• [Job A]
Return the stretch of the software licensing text from "AGPL (Affero GPL)" through "over a network.", copied word for word.
• [Job B]
Resume the software licensing text after its last sentence.

## BEGIN Extract to read

Commercial Use? Tricky.
You can sell it, but you must give the customer the source code. This destroys most SaaS business models that rely on proprietary code secrets.
AGPL (Affero GPL)
The Gist: Designed to close the "SaaS Loophole". Even if you don't distribute the software (just run it on a server), you must share source code if users interact with it over a network.
Commercial Use? HIGH RISK.
Avoid unless using as a standalone service that you do not modify.
Deep Dive: Dual Licensing
You might see tools (like Qt or MySQL) offering "Dual Licensing". This means they offer the software under GPL (for free open source projects) AND under a commercial license (paid) for proprietary projects.
If you are building a proprietary SaaS and want to use a GPL component, you often can—you just have to pay the company for the Commercial License exception. This is a valid business model.

## END Extract to read
## BEGIN Entries shown

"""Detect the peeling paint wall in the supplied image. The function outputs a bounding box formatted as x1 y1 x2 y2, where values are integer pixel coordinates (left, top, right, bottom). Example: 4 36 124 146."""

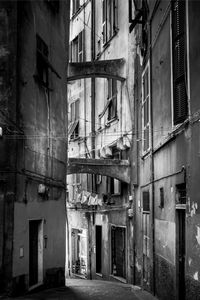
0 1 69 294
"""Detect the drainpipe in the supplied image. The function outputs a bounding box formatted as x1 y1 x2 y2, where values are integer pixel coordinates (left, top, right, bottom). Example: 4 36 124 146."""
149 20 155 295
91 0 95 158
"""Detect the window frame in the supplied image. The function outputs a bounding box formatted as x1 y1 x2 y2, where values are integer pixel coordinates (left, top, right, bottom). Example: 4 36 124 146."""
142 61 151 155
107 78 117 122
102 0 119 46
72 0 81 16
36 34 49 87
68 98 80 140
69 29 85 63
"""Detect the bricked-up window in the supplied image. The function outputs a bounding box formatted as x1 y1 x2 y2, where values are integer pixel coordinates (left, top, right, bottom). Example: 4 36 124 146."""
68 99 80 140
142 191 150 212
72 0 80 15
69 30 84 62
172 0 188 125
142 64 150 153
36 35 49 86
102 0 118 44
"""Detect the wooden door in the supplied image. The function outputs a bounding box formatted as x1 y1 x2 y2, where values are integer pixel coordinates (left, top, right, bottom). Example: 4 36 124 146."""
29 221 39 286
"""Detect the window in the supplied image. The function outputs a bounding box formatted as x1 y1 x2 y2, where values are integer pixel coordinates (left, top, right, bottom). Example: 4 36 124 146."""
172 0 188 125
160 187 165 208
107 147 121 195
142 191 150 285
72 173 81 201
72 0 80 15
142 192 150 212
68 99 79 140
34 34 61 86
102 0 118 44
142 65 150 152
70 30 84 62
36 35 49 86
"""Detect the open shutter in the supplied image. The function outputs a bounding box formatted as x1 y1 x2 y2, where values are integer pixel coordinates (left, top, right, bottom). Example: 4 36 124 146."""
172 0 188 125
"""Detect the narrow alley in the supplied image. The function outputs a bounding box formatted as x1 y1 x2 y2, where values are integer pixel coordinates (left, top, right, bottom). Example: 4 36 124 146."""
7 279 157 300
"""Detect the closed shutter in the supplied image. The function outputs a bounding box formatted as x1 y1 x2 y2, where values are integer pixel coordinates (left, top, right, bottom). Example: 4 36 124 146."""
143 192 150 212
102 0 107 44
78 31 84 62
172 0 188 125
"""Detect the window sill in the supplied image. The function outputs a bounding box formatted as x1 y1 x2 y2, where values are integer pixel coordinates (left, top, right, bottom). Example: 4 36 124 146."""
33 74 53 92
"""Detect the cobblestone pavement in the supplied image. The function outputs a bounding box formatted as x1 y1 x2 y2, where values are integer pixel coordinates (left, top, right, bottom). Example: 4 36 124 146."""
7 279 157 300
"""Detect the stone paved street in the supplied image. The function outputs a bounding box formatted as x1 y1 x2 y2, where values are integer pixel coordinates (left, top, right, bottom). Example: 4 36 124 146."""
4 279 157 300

## END Entries shown

• [Written answer A]
AGPL (Affero GPL)
The Gist: Designed to close the "SaaS Loophole". Even if you don't distribute the software (just run it on a server), you must share source code if users interact with it over a network.

• [Written answer B]
How Project Free To Use Helps
In our Open Source Directory, we explicitly verify license types. We favor MIT and Apache 2.0 projects because we know our users are builders who want to ship products, not read legal briefs.
Quick Decision Tree
- Building a website? → MIT / Apache / BSD are safe.
- Modifying a library? → MPL / LGPL might require sharing changes.
- Building proprietary SaaS? → Avoid GPL / AGPL unless you speak to a lawyer.